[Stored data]
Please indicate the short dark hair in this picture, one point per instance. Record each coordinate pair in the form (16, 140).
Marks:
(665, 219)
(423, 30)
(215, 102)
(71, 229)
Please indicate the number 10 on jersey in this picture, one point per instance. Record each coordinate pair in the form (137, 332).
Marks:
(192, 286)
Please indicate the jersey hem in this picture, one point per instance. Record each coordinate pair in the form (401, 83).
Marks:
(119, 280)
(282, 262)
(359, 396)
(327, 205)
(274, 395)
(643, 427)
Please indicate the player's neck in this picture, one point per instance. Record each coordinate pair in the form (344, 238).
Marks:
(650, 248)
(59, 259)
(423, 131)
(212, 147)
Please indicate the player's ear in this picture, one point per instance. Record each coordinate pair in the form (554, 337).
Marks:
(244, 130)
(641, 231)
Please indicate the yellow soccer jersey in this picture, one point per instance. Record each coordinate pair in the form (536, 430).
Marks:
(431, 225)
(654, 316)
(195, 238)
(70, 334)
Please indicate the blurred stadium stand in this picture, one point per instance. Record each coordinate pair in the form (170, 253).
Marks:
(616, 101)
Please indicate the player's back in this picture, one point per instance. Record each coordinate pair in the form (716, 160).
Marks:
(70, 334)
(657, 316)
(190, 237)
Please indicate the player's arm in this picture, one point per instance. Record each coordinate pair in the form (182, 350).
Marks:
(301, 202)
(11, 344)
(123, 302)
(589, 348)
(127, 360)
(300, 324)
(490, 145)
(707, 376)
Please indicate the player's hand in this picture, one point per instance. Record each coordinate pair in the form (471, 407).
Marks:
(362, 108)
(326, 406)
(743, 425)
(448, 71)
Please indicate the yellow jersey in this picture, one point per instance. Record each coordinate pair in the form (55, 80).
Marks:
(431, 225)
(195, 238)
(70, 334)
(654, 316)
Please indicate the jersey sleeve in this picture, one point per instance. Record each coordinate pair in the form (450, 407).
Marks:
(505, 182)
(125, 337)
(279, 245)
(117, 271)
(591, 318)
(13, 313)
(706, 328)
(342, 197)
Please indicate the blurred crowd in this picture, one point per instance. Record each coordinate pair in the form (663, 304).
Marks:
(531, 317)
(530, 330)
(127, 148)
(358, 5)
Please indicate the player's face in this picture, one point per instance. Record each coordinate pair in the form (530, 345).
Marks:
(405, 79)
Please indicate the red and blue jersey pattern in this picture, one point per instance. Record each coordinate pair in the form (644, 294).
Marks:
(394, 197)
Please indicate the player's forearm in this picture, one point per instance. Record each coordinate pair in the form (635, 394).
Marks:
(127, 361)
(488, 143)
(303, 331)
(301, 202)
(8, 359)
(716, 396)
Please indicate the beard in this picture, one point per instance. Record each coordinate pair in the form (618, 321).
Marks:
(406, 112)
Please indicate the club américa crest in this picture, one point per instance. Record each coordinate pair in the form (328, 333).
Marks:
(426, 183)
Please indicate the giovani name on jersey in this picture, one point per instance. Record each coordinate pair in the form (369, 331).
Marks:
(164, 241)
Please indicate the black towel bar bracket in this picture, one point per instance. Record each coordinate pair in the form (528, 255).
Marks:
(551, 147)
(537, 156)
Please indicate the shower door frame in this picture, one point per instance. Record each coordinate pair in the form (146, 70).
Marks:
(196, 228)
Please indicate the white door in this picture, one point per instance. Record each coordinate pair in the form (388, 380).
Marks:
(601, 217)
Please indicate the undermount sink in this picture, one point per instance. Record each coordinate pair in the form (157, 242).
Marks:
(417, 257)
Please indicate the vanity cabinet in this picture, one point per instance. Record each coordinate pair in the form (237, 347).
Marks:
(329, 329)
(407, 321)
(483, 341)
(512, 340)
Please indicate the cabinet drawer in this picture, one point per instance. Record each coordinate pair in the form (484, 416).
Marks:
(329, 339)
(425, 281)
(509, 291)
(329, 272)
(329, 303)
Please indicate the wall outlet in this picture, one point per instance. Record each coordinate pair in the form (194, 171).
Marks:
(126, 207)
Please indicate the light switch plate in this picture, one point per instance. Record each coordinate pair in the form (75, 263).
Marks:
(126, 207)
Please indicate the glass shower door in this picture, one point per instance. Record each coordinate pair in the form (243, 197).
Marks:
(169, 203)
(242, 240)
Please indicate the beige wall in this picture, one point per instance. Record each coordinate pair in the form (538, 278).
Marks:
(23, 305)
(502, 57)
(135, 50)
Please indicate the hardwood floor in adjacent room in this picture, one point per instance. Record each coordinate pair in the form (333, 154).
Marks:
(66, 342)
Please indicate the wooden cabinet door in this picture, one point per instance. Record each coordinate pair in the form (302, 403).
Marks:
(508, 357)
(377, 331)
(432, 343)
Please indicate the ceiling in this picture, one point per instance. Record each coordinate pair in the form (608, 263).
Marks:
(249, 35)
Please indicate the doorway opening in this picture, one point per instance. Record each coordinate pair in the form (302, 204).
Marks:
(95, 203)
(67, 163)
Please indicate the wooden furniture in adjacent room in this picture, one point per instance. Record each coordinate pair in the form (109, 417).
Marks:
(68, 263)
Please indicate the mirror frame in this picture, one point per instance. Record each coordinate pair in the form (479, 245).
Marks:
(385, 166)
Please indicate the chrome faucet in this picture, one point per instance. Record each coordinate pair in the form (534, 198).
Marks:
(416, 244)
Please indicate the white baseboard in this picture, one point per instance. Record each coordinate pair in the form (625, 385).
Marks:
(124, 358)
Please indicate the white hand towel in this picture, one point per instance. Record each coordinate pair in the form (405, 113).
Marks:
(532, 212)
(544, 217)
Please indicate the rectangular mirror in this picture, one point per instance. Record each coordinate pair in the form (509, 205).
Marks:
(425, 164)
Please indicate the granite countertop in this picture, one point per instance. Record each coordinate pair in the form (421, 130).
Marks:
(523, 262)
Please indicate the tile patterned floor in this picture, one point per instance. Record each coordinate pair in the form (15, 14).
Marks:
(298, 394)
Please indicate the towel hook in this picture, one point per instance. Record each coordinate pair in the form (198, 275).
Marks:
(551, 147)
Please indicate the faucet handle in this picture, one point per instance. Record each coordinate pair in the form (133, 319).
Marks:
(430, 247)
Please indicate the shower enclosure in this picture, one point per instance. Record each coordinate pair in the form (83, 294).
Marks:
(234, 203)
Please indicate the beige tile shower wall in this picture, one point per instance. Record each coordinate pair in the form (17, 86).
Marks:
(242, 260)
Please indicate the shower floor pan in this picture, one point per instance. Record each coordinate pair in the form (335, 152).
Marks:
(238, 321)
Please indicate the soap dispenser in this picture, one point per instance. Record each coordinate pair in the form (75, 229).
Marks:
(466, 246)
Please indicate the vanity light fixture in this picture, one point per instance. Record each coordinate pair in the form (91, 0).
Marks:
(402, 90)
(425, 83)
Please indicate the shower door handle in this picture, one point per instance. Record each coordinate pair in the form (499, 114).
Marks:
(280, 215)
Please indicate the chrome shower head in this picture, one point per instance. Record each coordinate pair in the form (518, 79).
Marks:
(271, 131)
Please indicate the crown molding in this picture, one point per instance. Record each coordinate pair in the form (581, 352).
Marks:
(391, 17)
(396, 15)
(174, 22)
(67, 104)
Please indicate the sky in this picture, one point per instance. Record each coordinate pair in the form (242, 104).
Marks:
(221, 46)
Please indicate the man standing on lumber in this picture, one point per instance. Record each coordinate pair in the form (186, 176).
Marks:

Assignment: Determine the number of lines in the entries that contain "towel", then write that number alone.

Exercise solution: 3